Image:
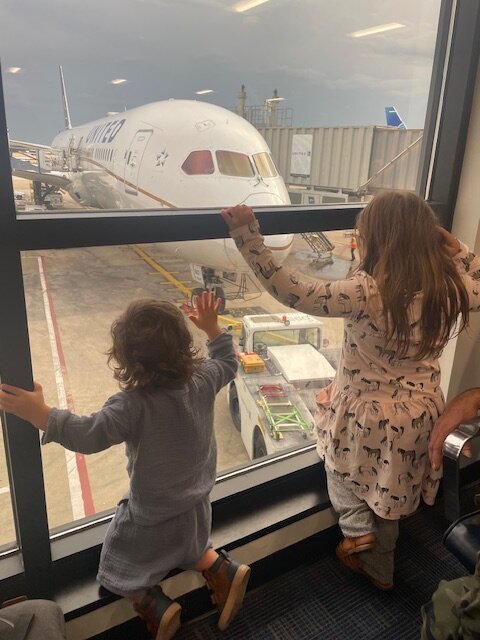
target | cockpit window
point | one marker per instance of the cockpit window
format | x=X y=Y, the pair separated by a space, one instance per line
x=264 y=164
x=231 y=163
x=199 y=163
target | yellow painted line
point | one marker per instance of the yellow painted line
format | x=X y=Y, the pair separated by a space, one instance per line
x=177 y=284
x=159 y=269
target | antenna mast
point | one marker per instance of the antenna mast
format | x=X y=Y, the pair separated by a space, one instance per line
x=66 y=111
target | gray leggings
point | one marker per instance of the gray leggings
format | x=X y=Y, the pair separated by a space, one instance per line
x=355 y=519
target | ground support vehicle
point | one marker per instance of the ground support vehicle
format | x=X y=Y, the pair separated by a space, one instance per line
x=282 y=368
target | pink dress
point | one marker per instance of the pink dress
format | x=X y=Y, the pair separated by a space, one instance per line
x=374 y=433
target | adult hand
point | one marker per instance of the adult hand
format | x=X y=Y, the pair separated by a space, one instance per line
x=237 y=216
x=28 y=405
x=450 y=244
x=463 y=407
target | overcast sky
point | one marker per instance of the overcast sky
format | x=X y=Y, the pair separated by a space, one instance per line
x=171 y=48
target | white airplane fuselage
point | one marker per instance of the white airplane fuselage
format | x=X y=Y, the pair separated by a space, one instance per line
x=175 y=154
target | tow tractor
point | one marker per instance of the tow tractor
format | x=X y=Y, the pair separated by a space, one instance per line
x=283 y=365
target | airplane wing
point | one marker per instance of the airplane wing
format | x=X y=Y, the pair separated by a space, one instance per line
x=37 y=162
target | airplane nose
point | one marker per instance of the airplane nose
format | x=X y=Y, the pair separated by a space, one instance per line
x=263 y=198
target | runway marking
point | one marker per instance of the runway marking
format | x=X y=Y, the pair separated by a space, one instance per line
x=77 y=473
x=159 y=269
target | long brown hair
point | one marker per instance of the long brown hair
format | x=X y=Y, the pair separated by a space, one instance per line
x=152 y=346
x=401 y=248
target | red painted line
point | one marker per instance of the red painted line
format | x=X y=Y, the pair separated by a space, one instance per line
x=79 y=457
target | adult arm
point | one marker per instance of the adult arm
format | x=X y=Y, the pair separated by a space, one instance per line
x=463 y=407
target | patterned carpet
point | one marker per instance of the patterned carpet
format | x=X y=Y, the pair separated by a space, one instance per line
x=323 y=600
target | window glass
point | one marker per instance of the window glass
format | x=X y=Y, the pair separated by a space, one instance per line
x=7 y=528
x=341 y=116
x=264 y=165
x=234 y=164
x=69 y=324
x=198 y=163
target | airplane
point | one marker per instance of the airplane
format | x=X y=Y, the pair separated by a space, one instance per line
x=393 y=119
x=172 y=154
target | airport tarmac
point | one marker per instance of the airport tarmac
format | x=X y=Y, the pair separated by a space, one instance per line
x=72 y=297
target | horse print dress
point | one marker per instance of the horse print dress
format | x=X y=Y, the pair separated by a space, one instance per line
x=374 y=432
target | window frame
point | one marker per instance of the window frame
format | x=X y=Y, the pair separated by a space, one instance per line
x=444 y=141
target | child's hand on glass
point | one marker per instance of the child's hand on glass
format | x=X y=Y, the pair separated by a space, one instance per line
x=28 y=405
x=204 y=313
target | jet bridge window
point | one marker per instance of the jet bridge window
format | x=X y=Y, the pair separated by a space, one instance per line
x=264 y=164
x=199 y=163
x=231 y=163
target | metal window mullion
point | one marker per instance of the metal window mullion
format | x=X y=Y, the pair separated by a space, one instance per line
x=449 y=104
x=22 y=447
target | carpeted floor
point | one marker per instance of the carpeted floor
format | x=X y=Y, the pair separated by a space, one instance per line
x=323 y=600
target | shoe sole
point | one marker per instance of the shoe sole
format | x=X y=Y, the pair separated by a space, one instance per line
x=350 y=562
x=235 y=596
x=170 y=622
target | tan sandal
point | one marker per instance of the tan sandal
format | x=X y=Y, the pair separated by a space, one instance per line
x=348 y=546
x=351 y=562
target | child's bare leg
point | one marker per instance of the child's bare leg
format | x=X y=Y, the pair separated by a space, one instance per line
x=160 y=614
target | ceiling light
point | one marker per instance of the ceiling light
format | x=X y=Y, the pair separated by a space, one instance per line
x=245 y=5
x=379 y=29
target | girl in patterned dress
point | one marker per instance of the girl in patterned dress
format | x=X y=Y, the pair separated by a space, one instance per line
x=374 y=421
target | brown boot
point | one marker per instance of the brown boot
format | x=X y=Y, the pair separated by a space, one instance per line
x=160 y=614
x=227 y=582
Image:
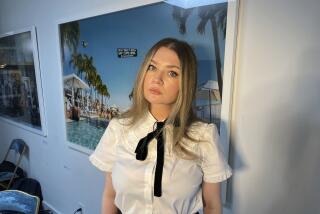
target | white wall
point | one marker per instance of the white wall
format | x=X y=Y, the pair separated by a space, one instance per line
x=275 y=119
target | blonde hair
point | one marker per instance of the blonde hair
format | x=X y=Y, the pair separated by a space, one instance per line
x=182 y=114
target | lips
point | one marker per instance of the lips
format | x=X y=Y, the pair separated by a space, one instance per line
x=155 y=91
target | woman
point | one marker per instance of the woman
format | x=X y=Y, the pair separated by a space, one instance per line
x=157 y=156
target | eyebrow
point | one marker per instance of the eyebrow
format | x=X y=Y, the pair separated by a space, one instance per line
x=170 y=66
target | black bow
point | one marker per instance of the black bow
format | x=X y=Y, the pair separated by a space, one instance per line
x=142 y=152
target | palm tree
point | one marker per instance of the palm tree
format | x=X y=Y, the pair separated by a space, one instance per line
x=70 y=35
x=217 y=16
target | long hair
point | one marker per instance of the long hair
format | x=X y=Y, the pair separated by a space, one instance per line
x=182 y=114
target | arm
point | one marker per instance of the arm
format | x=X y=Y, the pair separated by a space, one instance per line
x=211 y=198
x=109 y=194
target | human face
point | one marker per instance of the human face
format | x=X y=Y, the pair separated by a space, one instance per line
x=162 y=82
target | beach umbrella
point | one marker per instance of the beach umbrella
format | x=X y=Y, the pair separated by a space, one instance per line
x=72 y=81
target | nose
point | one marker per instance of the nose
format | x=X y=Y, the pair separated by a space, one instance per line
x=158 y=77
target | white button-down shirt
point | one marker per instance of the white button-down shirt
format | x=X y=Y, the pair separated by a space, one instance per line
x=133 y=180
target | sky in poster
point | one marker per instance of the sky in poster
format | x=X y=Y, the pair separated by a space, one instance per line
x=137 y=28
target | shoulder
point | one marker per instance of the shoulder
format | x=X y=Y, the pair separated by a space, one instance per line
x=200 y=131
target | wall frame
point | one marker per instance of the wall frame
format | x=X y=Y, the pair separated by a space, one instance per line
x=88 y=39
x=21 y=96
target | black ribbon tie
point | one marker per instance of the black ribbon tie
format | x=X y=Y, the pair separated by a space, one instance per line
x=142 y=152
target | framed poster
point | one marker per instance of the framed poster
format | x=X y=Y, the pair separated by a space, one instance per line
x=21 y=101
x=102 y=54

---------------

_Task brief_.
Rescale the data from the line with "target | beach umbrella" up to and including the line with "x=133 y=180", rewriting every one of those lines in full. Multiply each x and y coordinate value by 2.05 and round it to a whole number, with halves rounded up.

_Output for this task_.
target | beach umbrella
point | one marker per instance of the beach umbrella
format | x=X y=Y, the pair separated by a space, one instance per line
x=148 y=166
target | nose
point | one marker per instance of the nose
format | x=X y=Y, the pair separated by a space, one instance per line
x=324 y=158
target | white button-down shirt
point | one marker per instance of the white button-down shirt
format | x=X y=Y, the pair separated by a space, one instance per line
x=273 y=369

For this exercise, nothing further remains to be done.